---------- Reading passage ----------

Acquisitions for Vaucluse House are guided by the period of occupation by the Wentworth family, from 1827-1853, based where possible on inventories and other documentary evidence. Where direct information is not known acquisitions are based on documented information about other houses of similar period, style and quality.

This chiffonier is stylistically one of the earliest Australian versions known. The chiffonier was to become a staple of colonial cabinet-making in the second quarter of the nineteenth century. Its abundance of naïve decoration, including the double scroll (‘moustache’ shaped) pediment, applied turned circular bossess, carved fan motif, knulled panel mouldings and rope twist pillasters characterizes provincial cabinetmaking (and particularly the application of older forms to more up-to-date furniture forms) in insular societies such as Tasmania. The piece offers the opportunity for further study of design influences and early trade skills in Australia.

---------- Material supplied ----------

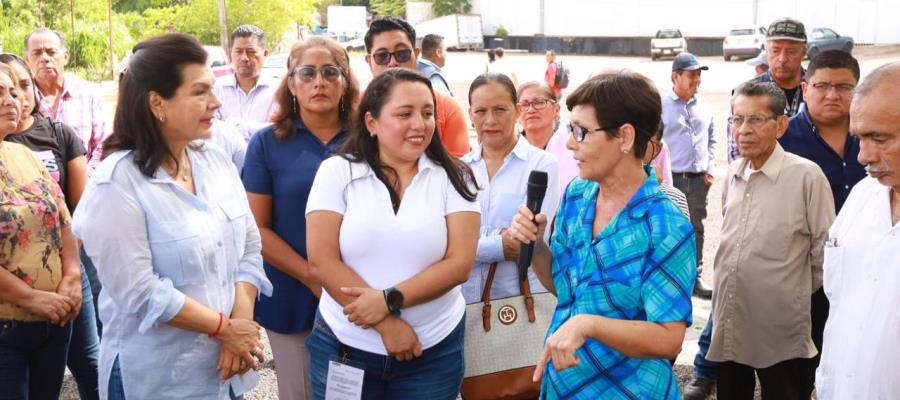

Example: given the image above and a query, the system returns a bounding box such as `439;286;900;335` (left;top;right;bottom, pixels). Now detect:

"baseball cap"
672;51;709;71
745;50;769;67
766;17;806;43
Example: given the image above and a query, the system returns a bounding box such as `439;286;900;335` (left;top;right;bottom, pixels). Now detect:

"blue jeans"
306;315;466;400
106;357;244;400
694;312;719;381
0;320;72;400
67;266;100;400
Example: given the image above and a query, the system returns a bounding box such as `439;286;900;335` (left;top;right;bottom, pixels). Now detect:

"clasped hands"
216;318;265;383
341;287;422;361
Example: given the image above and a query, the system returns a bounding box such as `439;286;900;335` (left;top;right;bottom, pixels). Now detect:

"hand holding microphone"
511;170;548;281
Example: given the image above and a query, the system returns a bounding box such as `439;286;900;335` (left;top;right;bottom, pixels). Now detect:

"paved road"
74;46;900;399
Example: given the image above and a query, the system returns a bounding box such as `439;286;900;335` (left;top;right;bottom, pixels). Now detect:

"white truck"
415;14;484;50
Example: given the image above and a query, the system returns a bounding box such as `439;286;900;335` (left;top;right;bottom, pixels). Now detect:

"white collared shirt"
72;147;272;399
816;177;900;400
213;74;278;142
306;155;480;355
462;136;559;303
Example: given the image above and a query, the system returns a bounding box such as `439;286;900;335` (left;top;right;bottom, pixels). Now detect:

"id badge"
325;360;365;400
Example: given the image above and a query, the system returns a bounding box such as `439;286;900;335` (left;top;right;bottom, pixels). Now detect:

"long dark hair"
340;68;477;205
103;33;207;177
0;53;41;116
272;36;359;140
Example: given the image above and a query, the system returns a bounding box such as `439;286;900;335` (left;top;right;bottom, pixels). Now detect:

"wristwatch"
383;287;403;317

----------
---------- Material supplied ----------

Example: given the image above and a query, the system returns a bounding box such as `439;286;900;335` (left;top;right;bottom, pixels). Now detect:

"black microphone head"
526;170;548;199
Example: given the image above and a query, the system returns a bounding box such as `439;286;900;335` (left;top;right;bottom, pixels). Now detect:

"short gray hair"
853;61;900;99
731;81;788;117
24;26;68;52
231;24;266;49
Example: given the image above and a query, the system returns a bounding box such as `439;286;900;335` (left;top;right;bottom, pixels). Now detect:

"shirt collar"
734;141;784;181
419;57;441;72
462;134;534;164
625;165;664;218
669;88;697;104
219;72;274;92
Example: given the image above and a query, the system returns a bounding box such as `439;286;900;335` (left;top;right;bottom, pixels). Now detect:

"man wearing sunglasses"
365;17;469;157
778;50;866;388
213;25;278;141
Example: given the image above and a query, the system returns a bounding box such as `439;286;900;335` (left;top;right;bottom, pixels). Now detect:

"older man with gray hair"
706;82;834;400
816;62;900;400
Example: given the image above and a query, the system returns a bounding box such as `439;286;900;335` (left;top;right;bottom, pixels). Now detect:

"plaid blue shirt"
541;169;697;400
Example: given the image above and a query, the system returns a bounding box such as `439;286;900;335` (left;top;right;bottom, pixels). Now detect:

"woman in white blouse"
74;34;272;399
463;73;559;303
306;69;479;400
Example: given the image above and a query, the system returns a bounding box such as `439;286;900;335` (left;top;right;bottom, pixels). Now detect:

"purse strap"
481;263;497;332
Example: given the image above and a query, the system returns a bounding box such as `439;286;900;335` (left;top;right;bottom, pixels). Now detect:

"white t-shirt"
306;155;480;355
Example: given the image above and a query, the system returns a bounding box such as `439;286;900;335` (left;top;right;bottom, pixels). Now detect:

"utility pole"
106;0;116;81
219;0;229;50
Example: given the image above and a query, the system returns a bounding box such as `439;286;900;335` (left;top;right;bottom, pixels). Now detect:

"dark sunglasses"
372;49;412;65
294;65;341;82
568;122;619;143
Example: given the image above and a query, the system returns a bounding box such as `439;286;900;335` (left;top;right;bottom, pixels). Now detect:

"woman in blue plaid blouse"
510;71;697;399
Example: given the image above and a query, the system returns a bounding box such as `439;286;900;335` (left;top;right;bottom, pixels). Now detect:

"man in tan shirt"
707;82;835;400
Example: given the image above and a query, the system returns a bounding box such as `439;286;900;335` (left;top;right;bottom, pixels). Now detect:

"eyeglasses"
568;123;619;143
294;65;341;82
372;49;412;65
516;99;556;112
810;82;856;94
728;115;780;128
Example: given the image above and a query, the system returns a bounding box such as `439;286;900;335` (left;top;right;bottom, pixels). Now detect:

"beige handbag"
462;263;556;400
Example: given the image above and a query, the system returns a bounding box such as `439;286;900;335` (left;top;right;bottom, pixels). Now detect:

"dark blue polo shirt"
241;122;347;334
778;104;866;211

----------
---------- Material supplied ----------

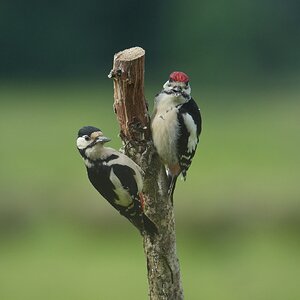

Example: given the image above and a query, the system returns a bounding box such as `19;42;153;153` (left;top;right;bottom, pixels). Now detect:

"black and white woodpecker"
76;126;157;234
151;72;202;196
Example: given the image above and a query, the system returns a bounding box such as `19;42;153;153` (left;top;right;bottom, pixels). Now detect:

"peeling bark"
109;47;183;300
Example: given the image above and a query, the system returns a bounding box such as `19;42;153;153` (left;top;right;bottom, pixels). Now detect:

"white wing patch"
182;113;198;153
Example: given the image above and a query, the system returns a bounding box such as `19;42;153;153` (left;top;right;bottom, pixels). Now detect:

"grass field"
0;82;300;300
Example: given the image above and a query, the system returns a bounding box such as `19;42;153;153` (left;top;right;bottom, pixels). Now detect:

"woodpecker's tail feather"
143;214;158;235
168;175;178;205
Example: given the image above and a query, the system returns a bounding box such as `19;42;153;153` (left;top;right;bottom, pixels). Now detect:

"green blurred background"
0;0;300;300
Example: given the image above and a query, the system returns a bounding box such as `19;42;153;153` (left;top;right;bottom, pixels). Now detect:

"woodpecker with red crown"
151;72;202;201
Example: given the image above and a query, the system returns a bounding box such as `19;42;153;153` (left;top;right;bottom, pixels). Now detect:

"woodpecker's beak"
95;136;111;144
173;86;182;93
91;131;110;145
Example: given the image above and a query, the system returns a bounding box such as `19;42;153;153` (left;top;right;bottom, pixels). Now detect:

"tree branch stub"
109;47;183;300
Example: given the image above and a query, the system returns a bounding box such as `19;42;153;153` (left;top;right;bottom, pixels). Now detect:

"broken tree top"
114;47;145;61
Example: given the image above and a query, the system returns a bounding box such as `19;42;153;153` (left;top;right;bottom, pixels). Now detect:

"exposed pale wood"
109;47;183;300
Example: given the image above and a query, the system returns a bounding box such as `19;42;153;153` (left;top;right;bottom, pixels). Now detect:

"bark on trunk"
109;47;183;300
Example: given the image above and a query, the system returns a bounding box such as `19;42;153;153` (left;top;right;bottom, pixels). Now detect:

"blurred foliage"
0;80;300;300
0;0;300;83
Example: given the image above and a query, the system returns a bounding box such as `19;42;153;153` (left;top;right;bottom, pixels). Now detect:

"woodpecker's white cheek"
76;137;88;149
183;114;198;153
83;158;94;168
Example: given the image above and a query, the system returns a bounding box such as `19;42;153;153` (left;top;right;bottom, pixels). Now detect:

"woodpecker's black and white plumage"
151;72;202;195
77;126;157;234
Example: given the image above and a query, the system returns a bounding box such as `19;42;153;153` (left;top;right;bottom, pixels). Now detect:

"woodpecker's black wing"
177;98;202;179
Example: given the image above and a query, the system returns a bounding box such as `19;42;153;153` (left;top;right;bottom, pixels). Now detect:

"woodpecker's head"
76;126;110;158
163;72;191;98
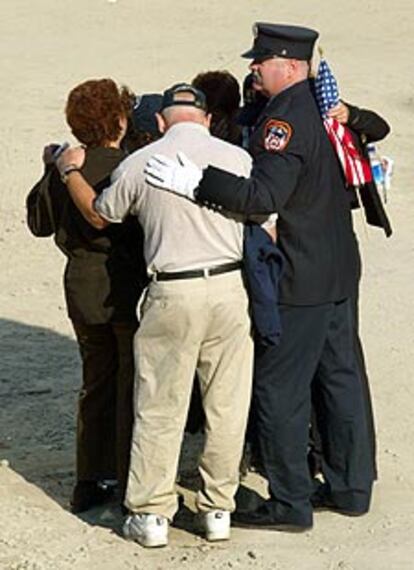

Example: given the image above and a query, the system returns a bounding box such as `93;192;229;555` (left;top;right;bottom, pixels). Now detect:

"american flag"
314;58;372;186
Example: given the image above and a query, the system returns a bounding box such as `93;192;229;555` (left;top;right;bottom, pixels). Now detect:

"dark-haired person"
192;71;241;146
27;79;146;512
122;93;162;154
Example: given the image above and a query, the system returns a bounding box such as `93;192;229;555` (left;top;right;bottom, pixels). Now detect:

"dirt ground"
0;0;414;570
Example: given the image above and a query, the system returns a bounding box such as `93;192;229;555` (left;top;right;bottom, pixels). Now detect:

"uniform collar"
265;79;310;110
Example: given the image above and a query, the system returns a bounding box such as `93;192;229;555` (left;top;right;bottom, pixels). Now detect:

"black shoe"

----------

● Given request 1: Can you retype the passage about the Vaucluse House chiffonier, starting at "Acquisitions for Vaucluse" and ending at "style and quality."?
● Given request 2: How would you extend the passage about the Vaucluse House chiffonier, picking up right after its last sentence?
The records have nothing to do with what you're asked here.

● Written reply 1:
Acquisitions for Vaucluse House are guided by the period of occupation by the Wentworth family, from 1827-1853, based where possible on inventories and other documentary evidence. Where direct information is not known acquisitions are based on documented information about other houses of similar period, style and quality.

● Written reply 2:
A chiffonier, or ‘chefonier’, (from the French ‘chiffonierre’ = ‘rag gatherer’), is a Regency combination of a bookcase / cupboard, table surface and open shelving, potentially for display of ornaments (such as ceramics). They were popular for drawing rooms, parlours and sitting rooms and were to some extent the counterpart to the dining room sideboard. Loudon’s Encyclopaedia (1833) reported ‘They may be used as a sort of morning side-board for containing any light species of refreshment’.